Record extracts:
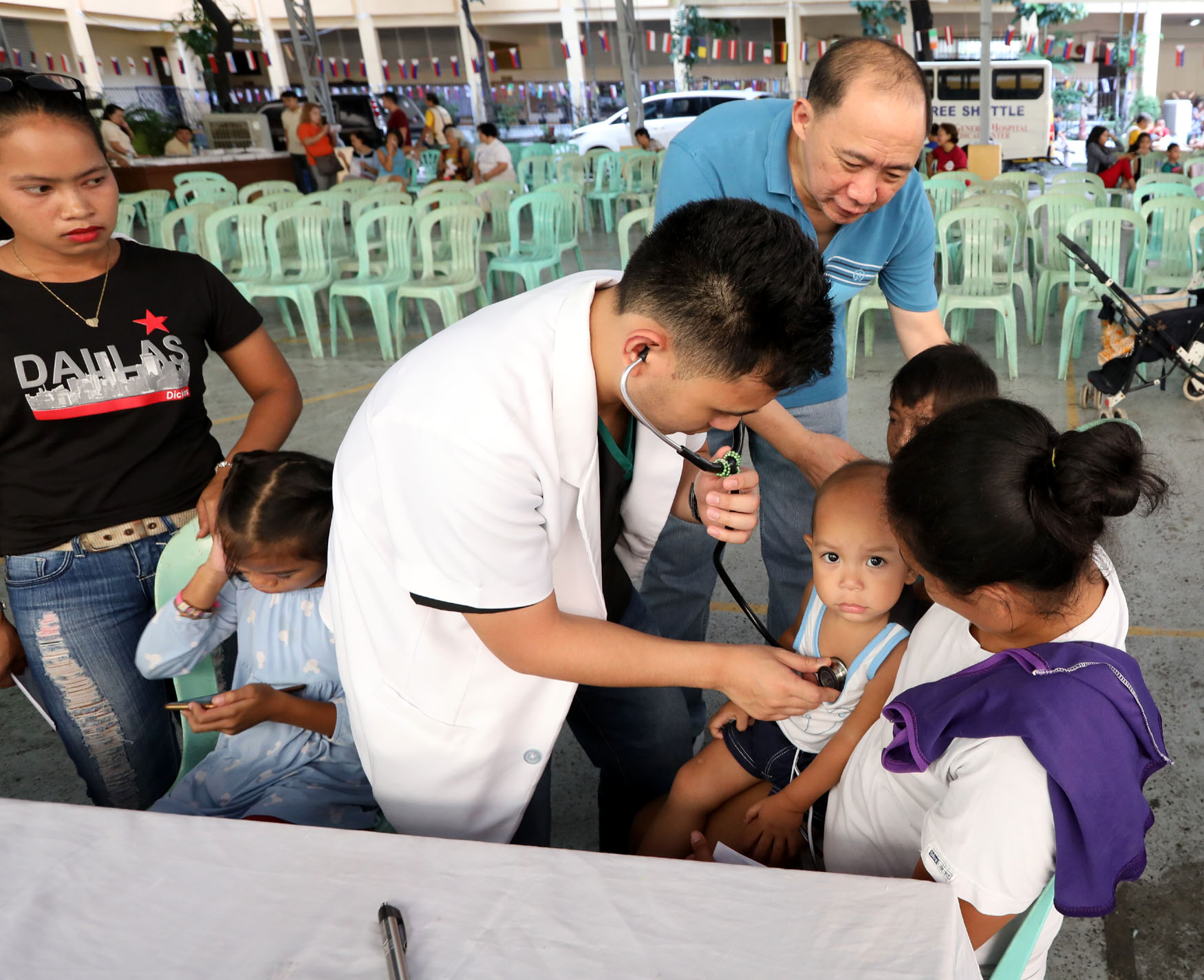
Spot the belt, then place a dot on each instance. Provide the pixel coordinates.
(127, 533)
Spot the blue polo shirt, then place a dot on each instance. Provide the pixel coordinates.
(738, 149)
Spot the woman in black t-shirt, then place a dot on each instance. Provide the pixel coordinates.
(104, 436)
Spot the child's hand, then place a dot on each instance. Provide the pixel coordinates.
(730, 712)
(236, 711)
(773, 832)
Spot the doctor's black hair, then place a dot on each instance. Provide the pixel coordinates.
(63, 105)
(276, 501)
(738, 288)
(993, 493)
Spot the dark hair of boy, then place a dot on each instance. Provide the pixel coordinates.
(276, 501)
(738, 288)
(995, 494)
(949, 374)
(62, 105)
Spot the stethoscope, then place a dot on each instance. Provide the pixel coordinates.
(725, 466)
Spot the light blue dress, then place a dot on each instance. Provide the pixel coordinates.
(271, 769)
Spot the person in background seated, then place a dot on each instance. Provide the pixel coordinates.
(391, 163)
(181, 145)
(364, 162)
(282, 758)
(648, 142)
(455, 159)
(117, 134)
(494, 160)
(1112, 167)
(1139, 149)
(948, 156)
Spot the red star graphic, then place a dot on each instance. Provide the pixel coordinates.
(152, 323)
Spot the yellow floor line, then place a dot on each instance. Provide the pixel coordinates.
(1072, 398)
(1135, 631)
(308, 401)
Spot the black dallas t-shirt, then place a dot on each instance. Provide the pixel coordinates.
(103, 425)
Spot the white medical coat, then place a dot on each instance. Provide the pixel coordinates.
(470, 477)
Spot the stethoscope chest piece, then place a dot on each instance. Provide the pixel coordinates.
(833, 676)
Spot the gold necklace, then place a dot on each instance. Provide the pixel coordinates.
(94, 321)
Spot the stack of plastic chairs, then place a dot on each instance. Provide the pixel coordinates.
(151, 206)
(444, 283)
(383, 245)
(1103, 234)
(985, 234)
(528, 258)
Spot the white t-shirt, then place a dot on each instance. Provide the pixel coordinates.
(116, 138)
(980, 814)
(491, 156)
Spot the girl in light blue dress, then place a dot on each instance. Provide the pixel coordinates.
(279, 756)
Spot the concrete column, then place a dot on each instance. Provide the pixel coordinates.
(81, 47)
(467, 57)
(794, 50)
(1152, 29)
(370, 45)
(277, 72)
(576, 64)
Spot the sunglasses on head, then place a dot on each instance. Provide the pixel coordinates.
(47, 82)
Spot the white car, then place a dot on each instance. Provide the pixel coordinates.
(665, 116)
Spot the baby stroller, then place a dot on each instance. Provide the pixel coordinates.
(1170, 331)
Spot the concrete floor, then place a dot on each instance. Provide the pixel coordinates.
(1157, 930)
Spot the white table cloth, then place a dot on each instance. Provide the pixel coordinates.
(112, 893)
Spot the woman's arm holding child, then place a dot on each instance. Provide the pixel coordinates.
(775, 820)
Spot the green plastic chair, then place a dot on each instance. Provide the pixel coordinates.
(188, 176)
(572, 198)
(862, 303)
(987, 235)
(536, 171)
(305, 278)
(459, 226)
(151, 206)
(383, 248)
(592, 160)
(178, 564)
(429, 162)
(1103, 234)
(1014, 962)
(221, 193)
(529, 258)
(192, 220)
(494, 198)
(236, 244)
(1048, 216)
(640, 215)
(1173, 252)
(125, 215)
(264, 189)
(535, 149)
(640, 180)
(1015, 204)
(607, 187)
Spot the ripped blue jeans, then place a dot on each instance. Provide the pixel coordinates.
(80, 615)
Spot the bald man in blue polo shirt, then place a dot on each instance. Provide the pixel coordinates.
(842, 163)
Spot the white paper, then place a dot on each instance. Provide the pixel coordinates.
(29, 689)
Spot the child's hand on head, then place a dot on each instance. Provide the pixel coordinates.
(730, 712)
(236, 711)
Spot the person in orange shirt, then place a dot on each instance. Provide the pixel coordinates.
(314, 136)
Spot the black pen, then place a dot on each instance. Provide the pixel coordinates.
(393, 939)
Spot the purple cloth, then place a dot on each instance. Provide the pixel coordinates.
(1085, 713)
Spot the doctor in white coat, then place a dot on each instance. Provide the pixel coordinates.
(494, 498)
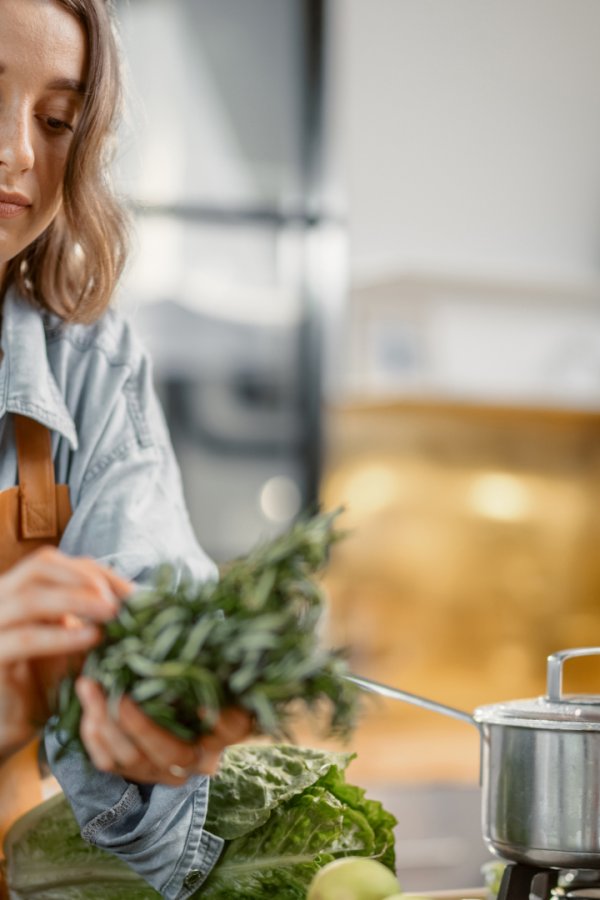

How to complete this task:
Where a picture appears in the listing above, skip it and set down all the rest exactly.

Response area:
Spot the belt, then place a dot on each instance. Provide the pixel coordinates.
(127, 533)
Spot the blue polo shirt, then place a dot on each instance. Provide the pixel coordinates.
(738, 149)
Spot the woman in black t-shirt, then place a dot on each instance. Provide the pixel coordinates.
(104, 436)
Spot the child's hand, then place a dot on each instance. Provide the pixel coordinates.
(730, 712)
(236, 711)
(773, 832)
Spot the doctor's black hair, then place a dot on each instance. Provide the pixel coordinates.
(63, 105)
(276, 501)
(738, 288)
(993, 493)
Spot the dark hair of boy, then place a dot on each instance. Provide the pixel coordinates.
(276, 501)
(738, 288)
(995, 494)
(949, 374)
(62, 105)
Spot the stethoscope, then place a dot on each instance. Provide the pixel coordinates.
(725, 466)
Spot the light blue dress, then place a dot on each instance. Provide the pixel coordinates.
(271, 769)
Spot the person in background seated, then place a dot on each instance. Provide the pixel coordinates.
(391, 163)
(181, 145)
(364, 162)
(282, 758)
(648, 142)
(455, 159)
(117, 134)
(494, 160)
(1112, 167)
(1139, 149)
(948, 156)
Spot the red star graphic, then place a dot on each instance. Provide the pixel coordinates.
(152, 323)
Spot the yellow floor line, then place a dot on each instance. Provide the pixel coordinates.
(1072, 398)
(1135, 631)
(308, 401)
Spot the black dallas t-shirt, then place a dot on each instance. Provide the pixel coordinates.
(103, 425)
Spot the white medical coat, then place a dot on each instance. Provide the pixel coordinates.
(470, 477)
Spot the stethoscope chest piece, then place a dot on each instance. Provide the pixel coordinates.
(833, 676)
Spot the gold necklace, then place a dot on each instance. Provide the pixel coordinates.
(94, 321)
Spot the stack of plastic chairs, then place a dot on each instance. Provide the pixel coordinates.
(151, 206)
(444, 283)
(383, 245)
(1103, 234)
(985, 234)
(528, 258)
Spot the white t-shirt, then place a dot on each instance. Provide the pixel coordinates.
(116, 138)
(980, 814)
(491, 156)
Spot the girl in light blue dress, then place a dot on each instance. Provide the pixel coordinates.
(279, 756)
Spot the concrete column, then place a dot on each instance. Provide the pixel coordinates.
(81, 47)
(467, 57)
(794, 50)
(1152, 29)
(370, 45)
(277, 72)
(576, 64)
Spot the sunglasses on head, then place a dot on each instance. Provide the pixel coordinates.
(47, 82)
Spot the white car, then place a dot on each instance. Provide the pixel coordinates.
(665, 116)
Spot the baby stroller, then place a dot on each instance. Provide the pixel coordinates.
(1170, 331)
Spot the concrete floor, then place a dot on each instance. Provide the pixel coordinates.
(1157, 930)
Spot the white table cloth, then place a dot on each instance. Provide the pixel coordinates.
(112, 893)
Spot the woman's arm holding child, then place a dot on each instance. Provide the pixel coordinates.
(775, 820)
Spot the green plastic chair, then place a dot on each instance. Provide the pixel coordinates.
(188, 176)
(572, 198)
(862, 303)
(987, 235)
(536, 171)
(305, 278)
(459, 226)
(151, 206)
(383, 248)
(592, 160)
(178, 564)
(429, 162)
(1103, 234)
(1014, 962)
(221, 193)
(529, 258)
(192, 220)
(494, 198)
(236, 244)
(1048, 216)
(640, 215)
(1173, 252)
(125, 215)
(264, 189)
(535, 149)
(640, 180)
(1015, 204)
(607, 187)
Spot the ripped blue jeans, then place a dot on each instance. Provide the pixel coordinates.
(80, 615)
Spot the bald man in blue polo shirt, then place a dot on each instance. Provide the pixel coordinates.
(842, 163)
Spot the white paper, then place a dot on each instance. Provide the pixel coordinates.
(29, 689)
Spot the child's hand on head, then place a dot on each instance. Provide the pixel coordinates.
(730, 712)
(236, 711)
Spot the person in orange shirt, then place a dot on each instance. Provide the pixel coordinates.
(314, 136)
Spot the black pen, then place a dot on each instance. Provide the pixel coordinates.
(393, 939)
Spot the purple cloth, then place a dot on each instance. Provide the pixel coordinates.
(1085, 713)
Spot the doctor in white coat, then place a dot on each instance. Provide the pixel coordinates.
(494, 498)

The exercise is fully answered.